Tasks to carry out -
[1] For the text on dishes at Bistro Agnes and Los Alambres, decide whether each statement agrees with it: (a) The salmon at Bistro Agnes is smoked in-house. (b) The gordita at Los Alambres is a wheat-flour pocket. (c) Bistro Agnes serves the salmon starter only at dinner. For each, answer yes or no and quote the words of the text that settle it.
[2] From the text on dishes at Bistro Agnes and Los Alambres, list everything the salmon at Bistro Agnes comes dotted with.
[3] Extend the text on dishes at Bistro Agnes and Los Alambres by writing what comes next after its last sentence, in the same style.

Extract -
=== Begin Enclosure ===

Fork into salmon carpaccio at Bistro Agnes

West End’s French bistro, courtesy of the Ox folks, turns out a surprisingly light seafood starter for lunch and dinner. The delicate, house-smoked salmon comes dotted with grated horseradish, pipette dots of crème fraiche, dill, and curls of crunchy, bitter endive lettuce. It hits a multisensory sweet spot without busting your gut. (It does, however, make a good front-runner to a 12 oz steak frites.)

Manhandle a gordita at Los Alambres

With orange floors, pastel-painted picnic benches, fake flowers, and light pouring through its dining area’s plastic walls and translucent transom (a flattened Mission Foods crate), food-cart taqueria Los Alambres perches at the end of a SE 82nd Mexican market and bakery like a cheerfully ramshackle annex. Big appetites can opt for the house special of alambres—a meaty mess grilled with peppers and cheese, served with warm tortillas and a slice of ham thrown over the top like a blanket—or one of the many generously packed tortas. For a snackier one-hander, Los Alambres’ gordita, a corn-flour pocket stuffed with pork, cilantro, and queso fresco, is one of the best around.

=== End Enclosure ===

Provided material -
=== Begin Enclosure ===

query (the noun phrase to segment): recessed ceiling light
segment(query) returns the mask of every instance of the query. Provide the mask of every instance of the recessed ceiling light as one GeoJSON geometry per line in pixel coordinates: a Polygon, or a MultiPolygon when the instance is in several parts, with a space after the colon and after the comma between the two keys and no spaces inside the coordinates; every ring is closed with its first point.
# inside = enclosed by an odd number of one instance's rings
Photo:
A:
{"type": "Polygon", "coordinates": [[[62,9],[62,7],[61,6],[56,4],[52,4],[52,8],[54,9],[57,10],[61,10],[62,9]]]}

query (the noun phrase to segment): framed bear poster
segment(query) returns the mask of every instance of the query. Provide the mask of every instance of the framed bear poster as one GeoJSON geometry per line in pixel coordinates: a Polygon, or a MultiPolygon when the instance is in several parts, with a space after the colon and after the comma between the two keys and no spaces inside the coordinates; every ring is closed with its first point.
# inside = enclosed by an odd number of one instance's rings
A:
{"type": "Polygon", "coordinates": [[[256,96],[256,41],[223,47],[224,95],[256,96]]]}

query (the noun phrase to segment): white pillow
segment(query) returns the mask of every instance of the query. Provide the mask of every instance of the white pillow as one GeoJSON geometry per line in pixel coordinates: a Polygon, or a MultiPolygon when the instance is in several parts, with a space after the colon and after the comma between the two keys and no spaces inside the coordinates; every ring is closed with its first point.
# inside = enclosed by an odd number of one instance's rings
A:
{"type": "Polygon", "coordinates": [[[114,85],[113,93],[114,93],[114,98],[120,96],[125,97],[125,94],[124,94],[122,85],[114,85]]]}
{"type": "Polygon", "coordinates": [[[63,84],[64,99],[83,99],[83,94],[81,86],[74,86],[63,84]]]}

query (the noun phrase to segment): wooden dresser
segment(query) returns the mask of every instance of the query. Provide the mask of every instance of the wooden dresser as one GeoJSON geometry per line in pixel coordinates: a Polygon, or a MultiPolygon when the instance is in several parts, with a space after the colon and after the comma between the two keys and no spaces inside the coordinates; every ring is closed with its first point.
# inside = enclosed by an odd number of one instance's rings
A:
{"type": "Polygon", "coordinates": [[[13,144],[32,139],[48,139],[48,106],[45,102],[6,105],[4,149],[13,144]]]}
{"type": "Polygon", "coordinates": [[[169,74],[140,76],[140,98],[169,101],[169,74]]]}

=== End Enclosure ===

Outputs in order -
[1]
(a) Yes: "The delicate, house-smoked salmon"
(b) No: "a corn-flour pocket stuffed with pork, cilantro, and queso fresco"
(c) No: "turns out a surprisingly light seafood starter for lunch and dinner"

[2]
- grated horseradish
- pipette dots of crème fraiche
- dill
- curls of crunchy, bitter endive lettuce

[3]
Slurp a hefty cioppino at Jacqueline

This is a deluxe take on the humble fisherman’s stew. Atop a thick, tomato-rich jumble of mussels and clams sits a thick, skin-on salmon fillet with a crispy skin and a soft, tender center. And on top of that? An overflowing wedge of toast, slicked with garlicky remoulade, spicy slivers of jalapeno, and a generous pile of Dungeness crab. The seafood jamboree will easily feed two hungry eaters.

Wolf down a media noche at Palomar

Only a few weeks in, SE Division’s Havana-channeling Palomar isn’t quite ready for prime time: most of the Cuban fare is one-dimensional, with bland fricassee de pollo, under-salted empanadas, and an unbalanced slushie daquiri. (The kitchen is slow as molasses, to boot.) The exceptions? A buttery media noche, with house-roasted pork, ham, pickles, mustard, and melty swiss. It’s like a Cubano, but with softer, sweeter bread, and no panini press treatment. Wash it down with a sweet, fruity Hotel Nacional (shaken with rum, lime, apricot, and pineapple), and make it your go-to while this buzzy new bar gets its feet.